Reproduce word for word the stretch of the Ecuador forum thread below that lies between "Before she learned" and "on Thanksgiving weekend.", inclusive.

## start Source document

Before she learned these coping skills, she was being hit-on so frequently that it was disturbing to her.

"With a North American man, you can know him for months before he asks you out."  In Ecuador, she says, a man will often ask you to marry him the first time you meet him.  Do you want to get married, he may ask.  How about right now?

Kitsy kept a running count.  At the high point, 37 taxi drivers and other Ecuadorian men proposed marriage to her.  In one week !

Source:  conversation with Kitsy (not her real name) on Thanksgiving weekend.

cccmedia in Quito

Tell 'Kitsy' not to even consider moving to Turkey. Worse by far.

Sorry to report in that "MexiCali & G-Spot"  located at Diego de Almagro E8-10 y Calama, Quito, Ecuador, has decided to close up shop. However close by neighbor Marks English Bookstore is still in the same spot after 25+ years, just 3 doors down west on Calama, Mark is a wealth of information: http://theecuadorgringo.com/2010/10/21/ … wired-age/

But, there is all ways fine dining at: --"Rusty's Hamburgers first opened its doors to the public in the city of Quito, Ecuador, on the corner of the streets Amazonas and Cordero, the 25th of April, 1979.  It was the first restaurant of hamburgers “made to order” in Ecuador and thank God, from the beginning it caught on quickly.

## end Source document
## start Data shown

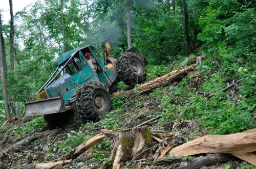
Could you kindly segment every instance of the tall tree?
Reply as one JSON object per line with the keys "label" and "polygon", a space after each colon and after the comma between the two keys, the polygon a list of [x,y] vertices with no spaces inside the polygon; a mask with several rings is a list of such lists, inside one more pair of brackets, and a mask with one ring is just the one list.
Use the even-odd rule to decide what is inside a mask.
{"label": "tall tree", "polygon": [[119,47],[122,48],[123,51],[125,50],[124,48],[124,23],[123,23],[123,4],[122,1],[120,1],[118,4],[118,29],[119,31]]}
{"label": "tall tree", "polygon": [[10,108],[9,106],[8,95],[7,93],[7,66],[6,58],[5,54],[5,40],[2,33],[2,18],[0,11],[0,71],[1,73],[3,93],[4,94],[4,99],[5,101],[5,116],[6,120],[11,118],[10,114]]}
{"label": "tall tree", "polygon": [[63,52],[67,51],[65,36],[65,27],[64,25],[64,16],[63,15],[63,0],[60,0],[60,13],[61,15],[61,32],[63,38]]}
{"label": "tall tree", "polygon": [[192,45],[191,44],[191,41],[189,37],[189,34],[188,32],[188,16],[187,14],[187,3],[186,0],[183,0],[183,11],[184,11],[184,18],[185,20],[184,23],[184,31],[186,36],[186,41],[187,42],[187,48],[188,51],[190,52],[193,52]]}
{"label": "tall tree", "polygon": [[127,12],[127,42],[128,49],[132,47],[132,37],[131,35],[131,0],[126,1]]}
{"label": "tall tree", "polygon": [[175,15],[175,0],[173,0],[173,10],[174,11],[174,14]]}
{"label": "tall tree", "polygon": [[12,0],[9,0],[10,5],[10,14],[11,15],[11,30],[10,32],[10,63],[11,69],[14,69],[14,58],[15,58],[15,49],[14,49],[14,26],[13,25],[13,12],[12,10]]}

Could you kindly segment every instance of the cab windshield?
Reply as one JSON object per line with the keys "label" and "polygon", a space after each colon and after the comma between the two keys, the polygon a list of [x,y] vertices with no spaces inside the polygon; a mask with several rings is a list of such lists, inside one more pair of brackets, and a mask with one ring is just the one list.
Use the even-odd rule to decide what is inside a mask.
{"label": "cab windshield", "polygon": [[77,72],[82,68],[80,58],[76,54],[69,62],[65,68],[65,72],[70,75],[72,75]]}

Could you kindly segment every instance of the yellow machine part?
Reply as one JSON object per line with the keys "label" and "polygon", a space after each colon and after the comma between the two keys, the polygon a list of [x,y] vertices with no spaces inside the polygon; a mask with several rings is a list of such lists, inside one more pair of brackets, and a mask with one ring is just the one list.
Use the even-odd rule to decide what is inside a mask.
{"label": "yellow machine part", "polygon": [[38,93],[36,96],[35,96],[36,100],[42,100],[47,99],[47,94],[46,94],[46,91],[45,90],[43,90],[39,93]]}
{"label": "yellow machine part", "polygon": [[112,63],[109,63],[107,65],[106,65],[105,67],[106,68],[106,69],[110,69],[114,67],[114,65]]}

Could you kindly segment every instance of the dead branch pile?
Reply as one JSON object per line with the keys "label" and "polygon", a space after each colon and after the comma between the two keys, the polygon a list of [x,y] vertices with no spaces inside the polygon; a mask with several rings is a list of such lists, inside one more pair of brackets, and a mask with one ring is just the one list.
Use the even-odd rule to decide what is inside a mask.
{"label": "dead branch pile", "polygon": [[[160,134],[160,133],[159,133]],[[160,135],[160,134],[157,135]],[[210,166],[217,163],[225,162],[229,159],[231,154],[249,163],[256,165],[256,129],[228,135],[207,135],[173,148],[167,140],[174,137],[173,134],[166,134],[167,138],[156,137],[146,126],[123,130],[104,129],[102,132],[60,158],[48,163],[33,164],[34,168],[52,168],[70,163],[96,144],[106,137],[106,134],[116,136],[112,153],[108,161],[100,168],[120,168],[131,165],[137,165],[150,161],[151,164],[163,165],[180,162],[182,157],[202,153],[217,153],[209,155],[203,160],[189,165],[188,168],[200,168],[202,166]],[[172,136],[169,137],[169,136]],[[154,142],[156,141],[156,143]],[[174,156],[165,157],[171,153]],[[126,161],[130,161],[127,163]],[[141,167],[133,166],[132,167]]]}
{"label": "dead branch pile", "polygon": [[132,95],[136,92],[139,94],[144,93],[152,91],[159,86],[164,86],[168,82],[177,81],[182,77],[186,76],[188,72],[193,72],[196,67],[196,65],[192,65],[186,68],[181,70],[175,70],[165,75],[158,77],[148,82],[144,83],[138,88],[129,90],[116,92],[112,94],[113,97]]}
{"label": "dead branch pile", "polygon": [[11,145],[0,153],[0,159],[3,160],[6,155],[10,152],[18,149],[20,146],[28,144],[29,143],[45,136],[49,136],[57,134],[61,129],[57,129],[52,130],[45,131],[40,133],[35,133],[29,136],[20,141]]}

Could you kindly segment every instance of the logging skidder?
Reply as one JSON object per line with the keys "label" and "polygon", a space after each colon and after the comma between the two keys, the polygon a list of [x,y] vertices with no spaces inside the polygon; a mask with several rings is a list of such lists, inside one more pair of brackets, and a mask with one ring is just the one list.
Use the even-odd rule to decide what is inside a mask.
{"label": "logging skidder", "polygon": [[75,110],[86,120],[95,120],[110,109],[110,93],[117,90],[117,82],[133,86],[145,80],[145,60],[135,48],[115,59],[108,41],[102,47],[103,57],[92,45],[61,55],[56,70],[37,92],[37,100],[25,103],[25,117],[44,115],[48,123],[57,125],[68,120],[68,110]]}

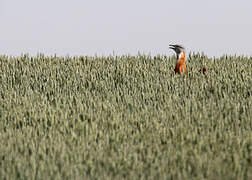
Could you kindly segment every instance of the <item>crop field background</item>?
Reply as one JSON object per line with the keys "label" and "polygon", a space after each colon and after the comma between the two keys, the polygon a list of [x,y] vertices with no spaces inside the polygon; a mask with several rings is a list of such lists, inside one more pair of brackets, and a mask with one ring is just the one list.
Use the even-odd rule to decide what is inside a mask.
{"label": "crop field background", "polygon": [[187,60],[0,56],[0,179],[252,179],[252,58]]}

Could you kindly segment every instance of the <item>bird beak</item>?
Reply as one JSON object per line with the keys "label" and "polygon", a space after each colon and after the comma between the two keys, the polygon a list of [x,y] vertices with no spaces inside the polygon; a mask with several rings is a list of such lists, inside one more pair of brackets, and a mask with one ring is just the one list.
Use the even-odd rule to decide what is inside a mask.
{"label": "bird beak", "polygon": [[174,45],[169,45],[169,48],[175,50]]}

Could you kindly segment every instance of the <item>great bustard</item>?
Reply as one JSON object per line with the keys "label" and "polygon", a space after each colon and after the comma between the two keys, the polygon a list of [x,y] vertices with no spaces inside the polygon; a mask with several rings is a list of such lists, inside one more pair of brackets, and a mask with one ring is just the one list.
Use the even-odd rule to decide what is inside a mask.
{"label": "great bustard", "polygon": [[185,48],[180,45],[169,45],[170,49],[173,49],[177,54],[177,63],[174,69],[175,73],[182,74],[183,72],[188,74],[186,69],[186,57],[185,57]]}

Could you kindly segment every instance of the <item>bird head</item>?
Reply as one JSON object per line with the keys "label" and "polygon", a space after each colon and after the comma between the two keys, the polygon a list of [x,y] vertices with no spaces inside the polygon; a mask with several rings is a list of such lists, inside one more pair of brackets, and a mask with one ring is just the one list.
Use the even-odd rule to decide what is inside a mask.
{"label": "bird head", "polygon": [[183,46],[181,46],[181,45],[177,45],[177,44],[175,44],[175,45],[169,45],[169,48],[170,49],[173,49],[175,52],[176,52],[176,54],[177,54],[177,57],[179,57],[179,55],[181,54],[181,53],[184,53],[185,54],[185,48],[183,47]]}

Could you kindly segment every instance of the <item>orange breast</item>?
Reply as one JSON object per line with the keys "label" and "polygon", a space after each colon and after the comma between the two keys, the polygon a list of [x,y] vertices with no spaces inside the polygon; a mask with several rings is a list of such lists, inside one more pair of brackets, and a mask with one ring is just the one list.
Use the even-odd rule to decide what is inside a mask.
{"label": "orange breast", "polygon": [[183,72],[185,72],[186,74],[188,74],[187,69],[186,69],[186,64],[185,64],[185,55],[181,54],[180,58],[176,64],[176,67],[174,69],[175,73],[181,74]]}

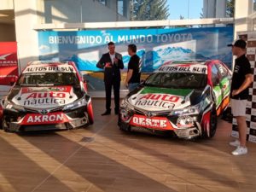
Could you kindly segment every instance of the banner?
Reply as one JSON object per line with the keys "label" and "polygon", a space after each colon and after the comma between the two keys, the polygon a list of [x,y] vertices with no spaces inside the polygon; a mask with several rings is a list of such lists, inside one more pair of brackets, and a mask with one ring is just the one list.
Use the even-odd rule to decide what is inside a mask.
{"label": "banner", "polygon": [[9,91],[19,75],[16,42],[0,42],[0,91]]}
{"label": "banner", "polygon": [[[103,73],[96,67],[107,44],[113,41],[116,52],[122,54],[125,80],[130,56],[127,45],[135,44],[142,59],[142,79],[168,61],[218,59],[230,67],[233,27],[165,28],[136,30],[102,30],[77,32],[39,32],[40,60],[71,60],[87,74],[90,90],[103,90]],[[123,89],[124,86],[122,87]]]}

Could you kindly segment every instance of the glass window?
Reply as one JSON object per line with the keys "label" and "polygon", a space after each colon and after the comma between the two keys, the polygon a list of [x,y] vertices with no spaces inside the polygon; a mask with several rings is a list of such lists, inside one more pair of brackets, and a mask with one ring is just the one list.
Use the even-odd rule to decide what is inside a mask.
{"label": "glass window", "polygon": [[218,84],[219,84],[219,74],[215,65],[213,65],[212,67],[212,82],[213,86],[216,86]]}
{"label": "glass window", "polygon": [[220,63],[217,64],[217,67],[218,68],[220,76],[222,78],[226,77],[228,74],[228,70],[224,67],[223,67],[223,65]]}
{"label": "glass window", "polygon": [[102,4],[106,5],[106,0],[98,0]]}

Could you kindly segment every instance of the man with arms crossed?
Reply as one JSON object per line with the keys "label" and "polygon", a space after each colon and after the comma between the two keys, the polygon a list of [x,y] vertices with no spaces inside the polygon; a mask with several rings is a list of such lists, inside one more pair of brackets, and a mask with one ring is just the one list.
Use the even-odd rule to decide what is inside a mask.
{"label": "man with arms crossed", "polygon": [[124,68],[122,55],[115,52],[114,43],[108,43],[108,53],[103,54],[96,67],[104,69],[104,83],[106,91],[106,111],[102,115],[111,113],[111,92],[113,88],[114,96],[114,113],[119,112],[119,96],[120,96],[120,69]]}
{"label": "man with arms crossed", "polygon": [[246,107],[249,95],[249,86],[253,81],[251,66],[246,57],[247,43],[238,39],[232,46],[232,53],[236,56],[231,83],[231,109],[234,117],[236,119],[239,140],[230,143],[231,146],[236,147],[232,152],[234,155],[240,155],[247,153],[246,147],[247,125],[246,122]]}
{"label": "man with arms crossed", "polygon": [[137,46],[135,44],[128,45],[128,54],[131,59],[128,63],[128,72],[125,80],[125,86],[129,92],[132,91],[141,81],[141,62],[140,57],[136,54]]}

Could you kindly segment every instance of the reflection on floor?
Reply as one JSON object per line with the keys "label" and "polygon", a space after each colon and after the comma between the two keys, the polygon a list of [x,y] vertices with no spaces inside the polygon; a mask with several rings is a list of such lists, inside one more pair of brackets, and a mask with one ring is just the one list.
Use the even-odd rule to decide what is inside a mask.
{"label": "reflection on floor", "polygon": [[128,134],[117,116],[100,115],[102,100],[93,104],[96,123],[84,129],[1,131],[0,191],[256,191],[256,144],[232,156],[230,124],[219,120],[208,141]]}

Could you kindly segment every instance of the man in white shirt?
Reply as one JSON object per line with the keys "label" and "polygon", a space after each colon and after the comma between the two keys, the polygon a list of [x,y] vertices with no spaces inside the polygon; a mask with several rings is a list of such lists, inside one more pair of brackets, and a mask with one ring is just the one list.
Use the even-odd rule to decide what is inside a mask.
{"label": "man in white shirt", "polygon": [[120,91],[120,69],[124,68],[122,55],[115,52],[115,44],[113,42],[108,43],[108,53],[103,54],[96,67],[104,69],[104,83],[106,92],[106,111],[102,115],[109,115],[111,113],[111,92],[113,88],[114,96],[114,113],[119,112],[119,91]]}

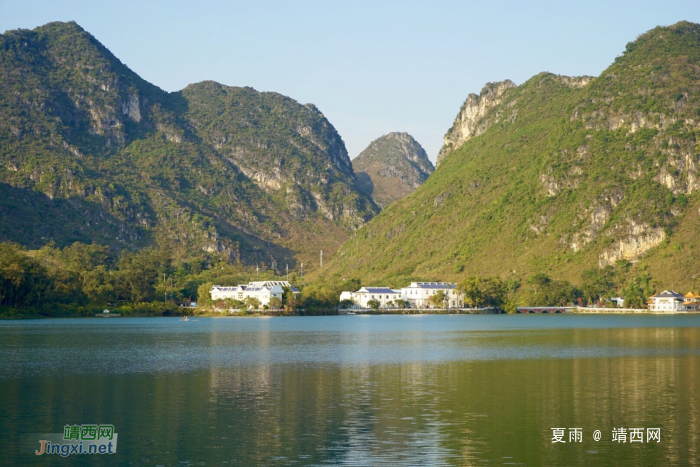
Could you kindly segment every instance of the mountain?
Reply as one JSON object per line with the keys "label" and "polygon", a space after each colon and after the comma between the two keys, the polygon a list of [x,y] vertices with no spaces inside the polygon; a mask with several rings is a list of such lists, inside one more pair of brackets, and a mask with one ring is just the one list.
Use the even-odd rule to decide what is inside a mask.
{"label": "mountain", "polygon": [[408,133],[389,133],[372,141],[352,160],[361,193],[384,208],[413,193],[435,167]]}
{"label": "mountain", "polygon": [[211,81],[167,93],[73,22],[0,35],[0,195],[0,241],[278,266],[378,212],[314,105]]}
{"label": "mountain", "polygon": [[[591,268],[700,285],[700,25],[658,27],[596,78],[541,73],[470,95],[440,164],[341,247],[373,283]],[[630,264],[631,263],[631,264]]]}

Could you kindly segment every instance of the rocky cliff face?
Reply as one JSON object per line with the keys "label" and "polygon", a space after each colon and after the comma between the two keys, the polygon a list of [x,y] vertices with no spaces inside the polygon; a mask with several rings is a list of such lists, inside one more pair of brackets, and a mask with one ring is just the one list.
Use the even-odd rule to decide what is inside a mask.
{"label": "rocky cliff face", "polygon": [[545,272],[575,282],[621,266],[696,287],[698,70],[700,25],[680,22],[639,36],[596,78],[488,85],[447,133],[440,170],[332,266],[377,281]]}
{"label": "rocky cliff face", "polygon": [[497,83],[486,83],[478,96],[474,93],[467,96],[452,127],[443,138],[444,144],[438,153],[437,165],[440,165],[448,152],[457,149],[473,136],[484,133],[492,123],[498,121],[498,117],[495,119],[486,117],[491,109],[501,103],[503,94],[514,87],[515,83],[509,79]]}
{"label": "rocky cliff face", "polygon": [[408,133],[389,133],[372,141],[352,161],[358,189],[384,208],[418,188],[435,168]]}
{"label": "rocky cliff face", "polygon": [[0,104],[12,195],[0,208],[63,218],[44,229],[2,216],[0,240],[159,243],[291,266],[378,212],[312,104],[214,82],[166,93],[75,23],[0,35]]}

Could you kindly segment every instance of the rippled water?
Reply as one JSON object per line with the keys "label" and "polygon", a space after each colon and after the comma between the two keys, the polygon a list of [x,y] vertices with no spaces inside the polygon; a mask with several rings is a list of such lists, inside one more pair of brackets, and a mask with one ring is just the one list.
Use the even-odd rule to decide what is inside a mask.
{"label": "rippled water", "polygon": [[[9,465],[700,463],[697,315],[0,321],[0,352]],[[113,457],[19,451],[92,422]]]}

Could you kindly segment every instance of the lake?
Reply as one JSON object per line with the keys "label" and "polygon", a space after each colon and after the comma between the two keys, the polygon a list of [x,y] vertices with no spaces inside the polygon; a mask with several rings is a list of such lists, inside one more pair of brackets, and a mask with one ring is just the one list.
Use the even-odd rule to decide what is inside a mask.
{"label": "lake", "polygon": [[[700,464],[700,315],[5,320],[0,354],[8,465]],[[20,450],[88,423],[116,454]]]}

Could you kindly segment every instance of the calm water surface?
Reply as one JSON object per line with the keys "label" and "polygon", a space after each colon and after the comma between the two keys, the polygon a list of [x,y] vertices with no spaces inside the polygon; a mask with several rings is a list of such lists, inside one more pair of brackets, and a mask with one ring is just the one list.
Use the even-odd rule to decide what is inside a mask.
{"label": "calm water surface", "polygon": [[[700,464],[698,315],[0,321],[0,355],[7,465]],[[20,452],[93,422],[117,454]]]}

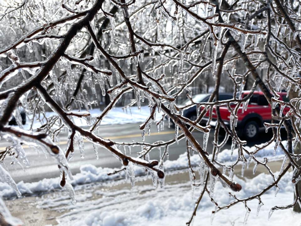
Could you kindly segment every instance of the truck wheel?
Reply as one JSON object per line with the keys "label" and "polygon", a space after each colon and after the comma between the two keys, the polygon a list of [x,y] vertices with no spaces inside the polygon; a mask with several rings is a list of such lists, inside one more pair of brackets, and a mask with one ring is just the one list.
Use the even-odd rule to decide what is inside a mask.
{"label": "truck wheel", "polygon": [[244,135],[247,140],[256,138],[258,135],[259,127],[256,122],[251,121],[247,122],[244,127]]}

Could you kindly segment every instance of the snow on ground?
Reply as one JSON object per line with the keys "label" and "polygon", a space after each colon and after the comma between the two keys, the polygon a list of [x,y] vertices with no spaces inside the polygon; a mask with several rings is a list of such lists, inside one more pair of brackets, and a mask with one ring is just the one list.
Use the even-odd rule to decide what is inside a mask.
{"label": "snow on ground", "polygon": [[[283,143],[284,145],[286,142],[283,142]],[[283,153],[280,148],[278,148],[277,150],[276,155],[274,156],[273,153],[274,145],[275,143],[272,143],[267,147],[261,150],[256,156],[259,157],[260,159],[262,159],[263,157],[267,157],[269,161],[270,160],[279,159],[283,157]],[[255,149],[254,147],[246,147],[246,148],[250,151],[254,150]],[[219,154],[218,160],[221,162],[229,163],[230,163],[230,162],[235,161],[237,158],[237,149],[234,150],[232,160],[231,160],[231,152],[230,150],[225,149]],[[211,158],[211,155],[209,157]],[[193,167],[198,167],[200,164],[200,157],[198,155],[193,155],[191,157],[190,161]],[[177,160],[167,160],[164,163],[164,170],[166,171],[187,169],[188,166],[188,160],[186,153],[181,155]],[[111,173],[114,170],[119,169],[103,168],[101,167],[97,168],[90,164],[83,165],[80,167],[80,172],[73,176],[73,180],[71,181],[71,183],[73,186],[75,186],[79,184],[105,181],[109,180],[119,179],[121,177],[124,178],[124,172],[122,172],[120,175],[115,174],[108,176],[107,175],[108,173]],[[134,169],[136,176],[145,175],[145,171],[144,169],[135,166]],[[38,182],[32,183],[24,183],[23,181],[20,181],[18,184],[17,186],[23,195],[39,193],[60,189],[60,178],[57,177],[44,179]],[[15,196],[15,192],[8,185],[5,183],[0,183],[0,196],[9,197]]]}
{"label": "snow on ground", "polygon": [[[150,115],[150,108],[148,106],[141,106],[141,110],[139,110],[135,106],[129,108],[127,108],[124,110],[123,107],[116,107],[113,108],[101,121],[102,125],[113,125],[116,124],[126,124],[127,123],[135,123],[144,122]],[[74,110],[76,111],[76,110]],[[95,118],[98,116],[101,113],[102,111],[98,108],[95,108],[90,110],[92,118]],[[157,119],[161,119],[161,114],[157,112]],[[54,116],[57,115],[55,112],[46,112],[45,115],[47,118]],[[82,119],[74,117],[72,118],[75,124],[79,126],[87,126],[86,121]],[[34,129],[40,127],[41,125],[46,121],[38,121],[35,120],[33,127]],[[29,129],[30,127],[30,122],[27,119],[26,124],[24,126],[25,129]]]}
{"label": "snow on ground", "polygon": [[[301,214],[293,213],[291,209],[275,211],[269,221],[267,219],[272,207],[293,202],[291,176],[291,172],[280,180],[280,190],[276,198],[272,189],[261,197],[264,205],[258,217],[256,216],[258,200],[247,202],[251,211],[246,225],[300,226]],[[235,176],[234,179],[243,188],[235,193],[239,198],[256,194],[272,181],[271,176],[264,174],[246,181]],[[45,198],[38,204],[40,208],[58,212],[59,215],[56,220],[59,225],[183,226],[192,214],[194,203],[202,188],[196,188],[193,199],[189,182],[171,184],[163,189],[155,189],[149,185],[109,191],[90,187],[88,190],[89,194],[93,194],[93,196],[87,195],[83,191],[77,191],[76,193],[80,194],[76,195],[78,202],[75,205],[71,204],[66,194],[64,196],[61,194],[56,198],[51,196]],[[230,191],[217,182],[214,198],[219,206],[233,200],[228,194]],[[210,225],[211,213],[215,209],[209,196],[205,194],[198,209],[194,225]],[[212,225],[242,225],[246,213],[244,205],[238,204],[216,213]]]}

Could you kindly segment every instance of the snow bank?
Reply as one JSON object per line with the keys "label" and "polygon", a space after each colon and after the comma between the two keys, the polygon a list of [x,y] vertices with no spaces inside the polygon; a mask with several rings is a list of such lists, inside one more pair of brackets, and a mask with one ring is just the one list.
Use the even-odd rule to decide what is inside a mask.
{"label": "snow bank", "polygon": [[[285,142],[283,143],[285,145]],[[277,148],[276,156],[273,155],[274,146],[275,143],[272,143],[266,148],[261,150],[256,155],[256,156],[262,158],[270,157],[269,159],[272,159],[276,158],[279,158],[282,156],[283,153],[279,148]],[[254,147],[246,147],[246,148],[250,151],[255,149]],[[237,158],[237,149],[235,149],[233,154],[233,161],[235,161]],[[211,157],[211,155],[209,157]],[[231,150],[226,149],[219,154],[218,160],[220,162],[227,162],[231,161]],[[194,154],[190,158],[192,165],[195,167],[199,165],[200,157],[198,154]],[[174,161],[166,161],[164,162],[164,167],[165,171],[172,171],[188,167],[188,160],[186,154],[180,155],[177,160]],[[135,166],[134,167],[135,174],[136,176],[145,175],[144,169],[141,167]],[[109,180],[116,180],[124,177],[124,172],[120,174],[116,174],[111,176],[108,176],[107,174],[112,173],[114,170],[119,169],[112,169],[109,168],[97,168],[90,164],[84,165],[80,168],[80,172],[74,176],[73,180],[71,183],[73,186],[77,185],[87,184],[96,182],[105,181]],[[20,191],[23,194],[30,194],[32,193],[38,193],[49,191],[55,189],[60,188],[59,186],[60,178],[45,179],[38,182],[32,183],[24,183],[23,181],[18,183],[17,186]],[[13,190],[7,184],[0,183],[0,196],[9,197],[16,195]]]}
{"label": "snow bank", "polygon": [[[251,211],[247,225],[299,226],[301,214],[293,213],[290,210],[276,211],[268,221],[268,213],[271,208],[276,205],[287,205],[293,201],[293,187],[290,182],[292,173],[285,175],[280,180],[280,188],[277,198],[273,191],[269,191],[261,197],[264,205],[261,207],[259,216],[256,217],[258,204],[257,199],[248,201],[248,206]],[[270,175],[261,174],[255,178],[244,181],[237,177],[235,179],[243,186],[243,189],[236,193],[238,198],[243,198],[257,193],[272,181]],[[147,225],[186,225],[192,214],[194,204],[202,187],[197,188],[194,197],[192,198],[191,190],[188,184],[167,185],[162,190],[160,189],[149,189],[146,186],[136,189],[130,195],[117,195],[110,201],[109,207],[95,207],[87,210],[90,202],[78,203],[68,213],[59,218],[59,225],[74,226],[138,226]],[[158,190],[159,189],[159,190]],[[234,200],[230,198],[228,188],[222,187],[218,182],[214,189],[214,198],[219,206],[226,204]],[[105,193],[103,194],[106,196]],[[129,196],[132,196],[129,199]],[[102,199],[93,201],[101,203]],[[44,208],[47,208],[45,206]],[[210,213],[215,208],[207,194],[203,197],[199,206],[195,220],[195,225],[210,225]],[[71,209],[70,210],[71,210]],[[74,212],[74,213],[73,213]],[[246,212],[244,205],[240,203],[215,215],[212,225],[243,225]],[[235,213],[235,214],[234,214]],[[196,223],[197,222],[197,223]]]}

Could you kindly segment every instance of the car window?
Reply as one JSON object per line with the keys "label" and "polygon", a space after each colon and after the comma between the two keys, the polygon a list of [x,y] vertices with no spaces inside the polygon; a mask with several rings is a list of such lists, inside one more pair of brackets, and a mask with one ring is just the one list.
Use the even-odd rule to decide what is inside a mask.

## end Data shown

§ **Completed exercise**
Before she learned these coping skills, she was being hit-on so frequently that it was disturbing to her.

"With a North American man, you can know him for months before he asks you out."  In Ecuador, she says, a man will often ask you to marry him the first time you meet him.  Do you want to get married, he may ask.  How about right now?

Kitsy kept a running count.  At the high point, 37 taxi drivers and other Ecuadorian men proposed marriage to her.  In one week !

Source:  conversation with Kitsy (not her real name) on Thanksgiving weekend.